您的位置：首页 > 编程语言 > Python开发

Python requests模块的学习

2016-07-14 09:03 441 查看

学习环境：python 2.7 windows10

一、 requests get 请求

1.获得一个get请求

r = requests.get("http://www.hactcm.edu.cn"

2.获得网页文本

print r.text

输出结果
ï»¿<!DOCTYPE html PUBLIC "-//W3C//DTD XHTML 1.0 Transitional//EN" "http://www.w3.org/TR/xhtml1/DTD/xhtml1-transitional.dtd">
<html><head><title>æ²³å—ä¸åŒ»è¯å¤§å¦ä¸æ–‡ç½‘</title>
<meta http-equiv="X-UA-Compatible" content="IE=EmulateIE7" />
<meta content="text/html; charset=UTF-8" http-equiv="Content-Type"><link rel="stylesheet" type="text/css" href="style/style.css">
<style>

3.可以看到乱码。打印requests获得的网页编码

print r.encoding

输出结果是

ISO-8859-1

4.可以知道正确编码未获得可以手工指定编码

r.encoding='utf-8'

5.重新获得网页文本

print r.text

输处的网页文本

<!DOCTYPE html PUBLIC "-//W3C//DTD XHTML 1.0 Transitional//EN" "http://www.w3.org/TR/xhtml1/DTD/xhtml1-transitional.dtd">
<html><head><title>河南中医药大学中文网</title>
<meta http-equiv="X-UA-Compatible" content="IE=EmulateIE7" />
<meta content="text/html; charset=UTF-8" http-equiv="Content-Type"><link rel="stylesheet" type="text/css" href="style/style.css">
<style>

可以看到编码正确

6.指定带参数的的get请求

url='http://www.sinopharm-henan.com/front/index/section1'
pars={"sectionId":'2'}#参数
r = requests.get(url,params=pars)
print r.url

输出的结果是

http://www.sinopharm-henan.com/front/index/section1?sectionId=2

7.也可以指定head头

例如

url='http://www.sinopharm-henan.com/front/index/section1'
pars={"sectionId":'2'}#参数
header={"User-Agent":"Mozilla/5.0 (X11; Ubuntu; Linux x86_64; rv:39.0) Gecko/20100101 Firefox/39.0",\
"Accept":"text/html,application/xhtml+xml,application/xml;q=0.9,*/*;q=0.8",\
"Content-Type":"application/x-www-form-urlencoded"
}
r = requests.get(url,params=pars)
print r.url

8.获取响应码

print r.status_code

输出结果

具体更多参数可以参看w3c或图解http这本书

9.稍微深入一下看一下get函数的代码

def get(url, params=None, **kwargs):
"""Sends a GET request.

:param url: URL for the new :class:`Request` object.

**待办任务**
**a.** 根据关于 requests 模块的文本，说明为什么要执行 r.encoding='utf-8' 这一步。请用一到三句话回答。
**b.** 请根据关于 requests 模块的文本回答下列问题：
(i) 作者的学习环境是什么？
(ii) 用参数 {"sectionId":'2'} 发送 get 请求后，print r.url 输出的结果是什么？
(iii) 如果想了解更多参数，文中建议参看哪些资料？

**数据摘录**
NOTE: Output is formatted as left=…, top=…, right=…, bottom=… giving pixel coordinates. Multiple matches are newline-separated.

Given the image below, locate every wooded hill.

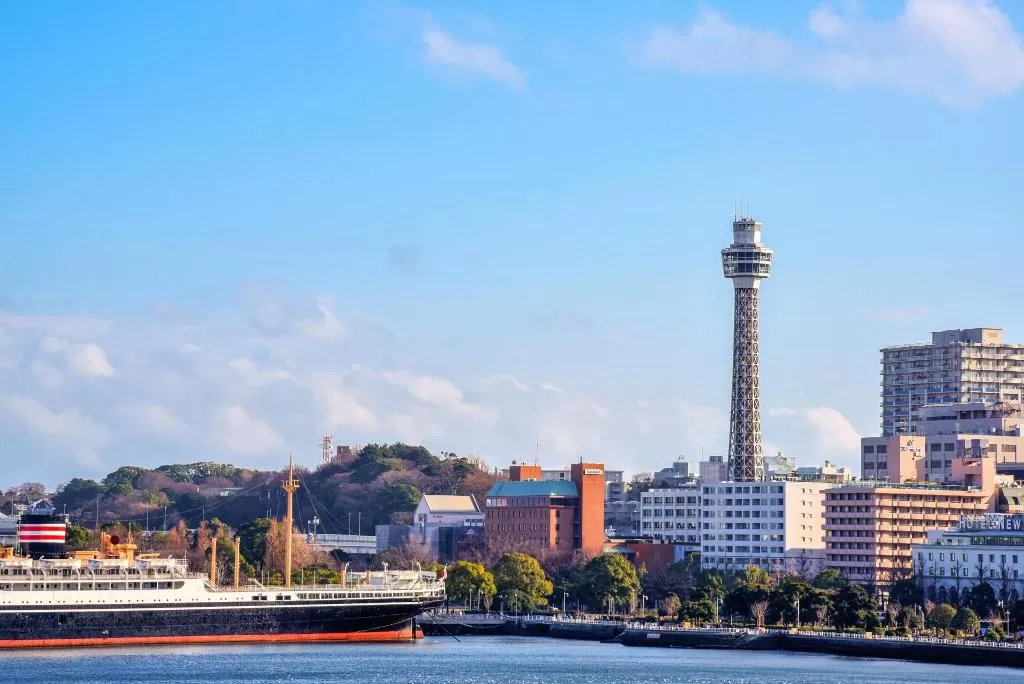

**参考答案**
**a.** 第一次打印 r.text 时，输出的网页文本出现了乱码。打印 r.encoding 得到的是 ISO-8859-1，说明 requests 没有获得正确的编码，所以需要手工指定编码为 utf-8。指定之后再次输出网页文本，编码就正确了。

**b.**
(i) python 2.7 和 windows10。
(ii) http://www.sinopharm-henan.com/front/index/section1?sectionId=2
(iii) w3c 或《图解http》这本书。